## Отрывок текста:
——

И еще один сбив, еще один всплеск: «Но как устроить рай – я не знаю, потому что не умею передать словами. После сна моего потерял слова. По крайней мере, все главные слова, самые нужные».

Старыми словами новую истину отдать, передать и нельзя.

Не продолжение ли здесь пушкинского «Пророка»:

 
И вырвал грешный мой язык,
И празднословный и лукавый...
 

Не вспоминается ли:

 
Как труп, в пустыне я лежал,
И бога глас ко мне воззвал...
 

Начинаешь вдруг понимать, что всегда, даже в самые черные часы, в самую черную минуту, был у Смешного идеал, а сейчас – восстал, воскрес. Было, было с самого начала какое-то пусть смутное убеждение в своем призвании. Не потому ли он и закричал, затопал на девочку, что она ему и напомнила тогда об этом, задела не порвавшуюся еще струну совести? Он ведь от боли этой именно и затопал и закричал, от боли совести.

Тогда, перед решением окончательным о самоубийстве, ему «ясным представлялось, что жизнь и мир как бы от меня зависят»: застрелись он – исчезнет и мир. Но только сейчас дошла до него глубинная тайна этого убеждения: не в представлении только исчезнет, а на самом деле. Сейчас вдруг эта отрицательная зависимость мира от него превратилась в положительную. Как раньше от него (и от каждого) зависело – погибнуть миру, так теперь от него (и от каждого) зависит – спастись. Не расскажи он о своей истине всем, всем, уклонись от нее, не найди для нее новых слов – и мир действительно погибнет. Он здесь, как Толстой (тоже ведь великий Смешной человек): «Весь мир погибнет, если я остановлюсь».

«Но вот этого насмешники и не понимают: «Сон, дескать, видел, бред, галлюсинасию». Эх! Неужто это премудро? А они так гордятся! Сон? Что такое сон? А наша-то жизнь не сон? Больше скажу: пусть, пусть это никогда не сбудется и не бывать раю (ведь уж это-то я понимаю!) – ну, а я все-таки буду проповедовать. А между тем так это просто; в один бы день, в один бы час – все бы сразу устроилось! Главное – люби других как себя, вот что главное, и это все, больше ровно ничего не надо: тотчас найдешь, как устроиться. А между тем ведь это только – старая истина, которую миллион раз повторяли, да ведь не ужилась же!»

Здесь, может быть, и заключен главный, самый главный вопрос: а не утопия ли все это прекраснодушная (то есть вообще весь рассказ)? «Честь безумцу, который навеет человечеству сон золотой»? Не будем спешить с ответом: вопрос действительно самый, самый главный. Закончим чтение, дослушаем Смешного.

——

## Задания:
(A) Ответьте на вопросы по отрывку:
(i) Какое стихотворение Пушкина названо в отрывке?
(ii) Кому принадлежат слова «Весь мир погибнет, если я остановлюсь»?
(iii) Что Смешной человек называет главным?
(B) Перескажите отрывок в двух предложениях.
Материал, приведенный далее, с отрывком никак не связан.

——

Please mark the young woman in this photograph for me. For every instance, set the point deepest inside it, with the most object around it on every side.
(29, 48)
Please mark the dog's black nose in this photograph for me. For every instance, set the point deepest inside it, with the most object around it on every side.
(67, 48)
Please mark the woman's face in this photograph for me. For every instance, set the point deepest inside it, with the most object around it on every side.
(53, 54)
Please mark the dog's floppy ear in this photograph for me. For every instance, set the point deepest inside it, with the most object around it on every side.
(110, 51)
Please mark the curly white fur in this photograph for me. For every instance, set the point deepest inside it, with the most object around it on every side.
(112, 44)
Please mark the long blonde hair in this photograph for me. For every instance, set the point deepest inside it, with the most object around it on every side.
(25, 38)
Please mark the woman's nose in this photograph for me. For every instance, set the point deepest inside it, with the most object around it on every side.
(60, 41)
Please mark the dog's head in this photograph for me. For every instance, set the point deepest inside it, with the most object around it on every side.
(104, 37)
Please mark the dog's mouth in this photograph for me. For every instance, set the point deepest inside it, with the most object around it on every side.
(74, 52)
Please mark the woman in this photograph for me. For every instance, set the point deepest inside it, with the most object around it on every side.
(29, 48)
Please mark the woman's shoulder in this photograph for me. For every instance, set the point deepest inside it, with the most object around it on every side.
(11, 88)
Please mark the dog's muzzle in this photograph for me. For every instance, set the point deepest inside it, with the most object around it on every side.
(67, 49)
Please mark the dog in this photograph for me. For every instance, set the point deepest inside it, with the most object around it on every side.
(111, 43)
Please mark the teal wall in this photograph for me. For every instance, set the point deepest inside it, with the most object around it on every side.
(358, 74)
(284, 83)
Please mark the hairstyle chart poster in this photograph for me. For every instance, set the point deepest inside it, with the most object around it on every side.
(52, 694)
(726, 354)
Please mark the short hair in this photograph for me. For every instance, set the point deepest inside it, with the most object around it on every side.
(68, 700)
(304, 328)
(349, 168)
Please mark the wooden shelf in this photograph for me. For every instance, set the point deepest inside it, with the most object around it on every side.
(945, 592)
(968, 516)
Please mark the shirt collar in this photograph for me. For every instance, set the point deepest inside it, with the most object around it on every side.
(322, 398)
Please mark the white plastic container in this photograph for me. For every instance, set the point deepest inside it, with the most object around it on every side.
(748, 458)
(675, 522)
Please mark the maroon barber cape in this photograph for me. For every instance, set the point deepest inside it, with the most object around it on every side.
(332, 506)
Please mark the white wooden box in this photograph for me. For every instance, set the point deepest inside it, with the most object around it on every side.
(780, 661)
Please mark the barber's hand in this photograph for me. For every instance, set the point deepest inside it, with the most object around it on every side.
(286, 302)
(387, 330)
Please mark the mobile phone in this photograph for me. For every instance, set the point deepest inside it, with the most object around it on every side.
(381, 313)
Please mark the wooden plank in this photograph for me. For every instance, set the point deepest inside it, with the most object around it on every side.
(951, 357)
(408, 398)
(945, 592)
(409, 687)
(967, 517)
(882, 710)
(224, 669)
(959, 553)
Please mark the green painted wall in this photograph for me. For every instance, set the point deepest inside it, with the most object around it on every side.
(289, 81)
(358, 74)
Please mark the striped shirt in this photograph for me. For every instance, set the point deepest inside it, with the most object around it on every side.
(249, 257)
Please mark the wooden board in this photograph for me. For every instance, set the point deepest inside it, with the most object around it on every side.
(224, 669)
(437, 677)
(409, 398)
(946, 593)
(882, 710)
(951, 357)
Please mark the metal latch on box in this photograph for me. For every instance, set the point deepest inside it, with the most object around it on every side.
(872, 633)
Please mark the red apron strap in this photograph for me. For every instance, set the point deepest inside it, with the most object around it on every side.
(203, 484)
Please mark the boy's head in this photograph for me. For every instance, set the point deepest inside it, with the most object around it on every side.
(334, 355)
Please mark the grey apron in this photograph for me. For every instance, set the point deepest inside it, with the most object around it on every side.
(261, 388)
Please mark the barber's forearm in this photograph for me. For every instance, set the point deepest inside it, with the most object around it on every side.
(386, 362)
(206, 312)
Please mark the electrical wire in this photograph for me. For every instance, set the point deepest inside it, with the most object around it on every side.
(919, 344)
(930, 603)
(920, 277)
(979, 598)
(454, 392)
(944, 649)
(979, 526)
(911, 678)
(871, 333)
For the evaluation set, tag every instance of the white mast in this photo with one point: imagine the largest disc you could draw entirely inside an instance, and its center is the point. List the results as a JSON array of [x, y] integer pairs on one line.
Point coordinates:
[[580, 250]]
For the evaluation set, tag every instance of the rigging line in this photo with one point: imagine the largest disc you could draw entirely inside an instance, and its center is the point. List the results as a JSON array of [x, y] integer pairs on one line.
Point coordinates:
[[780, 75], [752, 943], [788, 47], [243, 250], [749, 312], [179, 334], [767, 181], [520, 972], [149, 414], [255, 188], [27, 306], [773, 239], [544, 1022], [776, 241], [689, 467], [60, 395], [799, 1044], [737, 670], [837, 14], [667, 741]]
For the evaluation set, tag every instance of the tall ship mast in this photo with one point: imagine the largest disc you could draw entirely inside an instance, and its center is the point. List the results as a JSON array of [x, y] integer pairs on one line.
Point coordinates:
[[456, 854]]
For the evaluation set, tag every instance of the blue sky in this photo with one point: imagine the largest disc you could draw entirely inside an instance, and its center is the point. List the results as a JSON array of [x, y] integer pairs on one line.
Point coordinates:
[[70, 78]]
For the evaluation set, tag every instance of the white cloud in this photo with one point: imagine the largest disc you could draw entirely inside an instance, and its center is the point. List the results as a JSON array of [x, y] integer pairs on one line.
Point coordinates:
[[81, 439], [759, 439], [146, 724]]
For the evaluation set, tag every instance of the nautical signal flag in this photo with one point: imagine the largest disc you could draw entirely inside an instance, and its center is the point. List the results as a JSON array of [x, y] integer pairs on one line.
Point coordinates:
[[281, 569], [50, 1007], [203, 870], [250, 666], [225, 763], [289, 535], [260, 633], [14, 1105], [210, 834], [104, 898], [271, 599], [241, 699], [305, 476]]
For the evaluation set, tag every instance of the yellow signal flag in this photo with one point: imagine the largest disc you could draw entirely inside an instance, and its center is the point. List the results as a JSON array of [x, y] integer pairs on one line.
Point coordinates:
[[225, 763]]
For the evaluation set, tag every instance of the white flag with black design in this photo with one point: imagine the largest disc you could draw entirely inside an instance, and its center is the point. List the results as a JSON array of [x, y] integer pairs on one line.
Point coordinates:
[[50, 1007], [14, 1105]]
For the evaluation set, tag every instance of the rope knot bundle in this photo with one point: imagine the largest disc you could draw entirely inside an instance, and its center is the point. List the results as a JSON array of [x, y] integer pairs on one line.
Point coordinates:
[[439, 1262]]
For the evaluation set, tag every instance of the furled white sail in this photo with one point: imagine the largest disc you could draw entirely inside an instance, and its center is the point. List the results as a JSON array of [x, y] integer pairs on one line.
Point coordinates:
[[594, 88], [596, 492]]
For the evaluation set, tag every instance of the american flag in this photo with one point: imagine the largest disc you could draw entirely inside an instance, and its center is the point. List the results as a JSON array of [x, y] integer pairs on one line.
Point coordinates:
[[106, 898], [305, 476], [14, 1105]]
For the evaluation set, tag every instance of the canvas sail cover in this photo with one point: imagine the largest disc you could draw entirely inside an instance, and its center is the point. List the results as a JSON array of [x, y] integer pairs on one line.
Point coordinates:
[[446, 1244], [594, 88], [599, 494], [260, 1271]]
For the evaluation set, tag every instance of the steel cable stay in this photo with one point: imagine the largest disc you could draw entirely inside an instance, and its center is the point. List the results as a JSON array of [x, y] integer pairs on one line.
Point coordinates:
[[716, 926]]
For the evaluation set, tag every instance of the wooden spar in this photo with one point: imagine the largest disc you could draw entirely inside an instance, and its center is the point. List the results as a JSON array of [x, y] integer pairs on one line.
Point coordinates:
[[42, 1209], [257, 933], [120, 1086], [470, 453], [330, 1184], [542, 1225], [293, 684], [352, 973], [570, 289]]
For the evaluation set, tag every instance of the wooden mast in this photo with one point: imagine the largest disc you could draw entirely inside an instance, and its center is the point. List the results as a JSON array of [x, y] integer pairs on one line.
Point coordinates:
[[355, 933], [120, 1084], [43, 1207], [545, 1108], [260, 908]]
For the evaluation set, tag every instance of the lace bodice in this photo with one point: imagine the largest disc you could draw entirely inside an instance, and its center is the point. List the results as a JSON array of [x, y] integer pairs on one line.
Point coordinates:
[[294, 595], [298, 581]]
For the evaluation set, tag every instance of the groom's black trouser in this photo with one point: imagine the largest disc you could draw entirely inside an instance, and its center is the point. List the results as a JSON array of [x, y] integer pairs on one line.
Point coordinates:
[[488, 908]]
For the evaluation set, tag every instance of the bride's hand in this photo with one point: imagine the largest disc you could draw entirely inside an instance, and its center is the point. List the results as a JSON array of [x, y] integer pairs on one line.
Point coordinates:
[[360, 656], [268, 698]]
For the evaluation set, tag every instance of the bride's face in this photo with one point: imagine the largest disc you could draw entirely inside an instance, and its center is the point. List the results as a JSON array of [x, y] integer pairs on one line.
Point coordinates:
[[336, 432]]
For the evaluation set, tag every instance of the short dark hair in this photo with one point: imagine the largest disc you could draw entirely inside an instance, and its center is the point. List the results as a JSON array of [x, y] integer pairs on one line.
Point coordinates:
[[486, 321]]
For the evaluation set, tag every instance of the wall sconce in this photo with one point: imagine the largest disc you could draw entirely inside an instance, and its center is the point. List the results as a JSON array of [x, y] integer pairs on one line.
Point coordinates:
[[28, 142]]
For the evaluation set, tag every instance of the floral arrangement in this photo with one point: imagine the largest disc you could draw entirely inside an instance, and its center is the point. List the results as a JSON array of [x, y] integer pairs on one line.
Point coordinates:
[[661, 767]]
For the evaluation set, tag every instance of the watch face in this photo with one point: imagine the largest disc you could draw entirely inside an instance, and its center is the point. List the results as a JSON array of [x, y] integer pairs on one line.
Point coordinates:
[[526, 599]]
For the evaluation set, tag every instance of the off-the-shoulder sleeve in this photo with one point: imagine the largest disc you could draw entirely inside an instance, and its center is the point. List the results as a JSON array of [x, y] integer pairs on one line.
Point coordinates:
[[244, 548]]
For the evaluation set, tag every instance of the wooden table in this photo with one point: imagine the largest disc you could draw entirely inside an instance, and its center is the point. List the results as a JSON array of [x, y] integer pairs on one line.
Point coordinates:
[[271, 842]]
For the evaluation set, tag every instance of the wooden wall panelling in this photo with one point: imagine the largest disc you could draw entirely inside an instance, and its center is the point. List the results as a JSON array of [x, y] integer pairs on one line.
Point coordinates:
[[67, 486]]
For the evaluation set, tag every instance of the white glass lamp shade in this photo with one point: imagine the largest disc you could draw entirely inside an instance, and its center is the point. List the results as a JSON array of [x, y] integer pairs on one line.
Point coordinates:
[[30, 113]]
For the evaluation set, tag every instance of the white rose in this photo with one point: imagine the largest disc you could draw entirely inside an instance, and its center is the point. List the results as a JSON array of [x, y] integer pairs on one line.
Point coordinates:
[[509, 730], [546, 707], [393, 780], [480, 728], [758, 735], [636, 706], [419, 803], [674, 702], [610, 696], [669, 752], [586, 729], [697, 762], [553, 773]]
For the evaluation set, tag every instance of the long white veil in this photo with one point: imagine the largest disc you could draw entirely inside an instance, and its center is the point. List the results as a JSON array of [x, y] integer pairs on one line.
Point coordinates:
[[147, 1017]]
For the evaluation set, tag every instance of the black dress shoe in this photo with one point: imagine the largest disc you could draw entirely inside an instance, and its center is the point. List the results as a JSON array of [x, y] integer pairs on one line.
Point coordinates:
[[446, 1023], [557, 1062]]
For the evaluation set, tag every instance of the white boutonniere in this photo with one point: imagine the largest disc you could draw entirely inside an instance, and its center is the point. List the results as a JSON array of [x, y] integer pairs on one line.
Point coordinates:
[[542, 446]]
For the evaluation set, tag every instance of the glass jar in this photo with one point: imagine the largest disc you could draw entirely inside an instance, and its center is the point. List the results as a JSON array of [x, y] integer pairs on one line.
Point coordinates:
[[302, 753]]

——

## Ответы к заданиям:
(A)
(i) «Пророк».
(ii) Толстому.
(iii) Любить других как себя.

(B) После своего сна Смешной человек говорит, что потерял главные слова и не умеет передать, как устроить рай. Он понимает, что спасение мира зависит от него и от каждого, решает проповедовать, даже если рай никогда не сбудется, и главным считает любить других как себя, а в отрывке ставится вопрос, не утопия ли все это.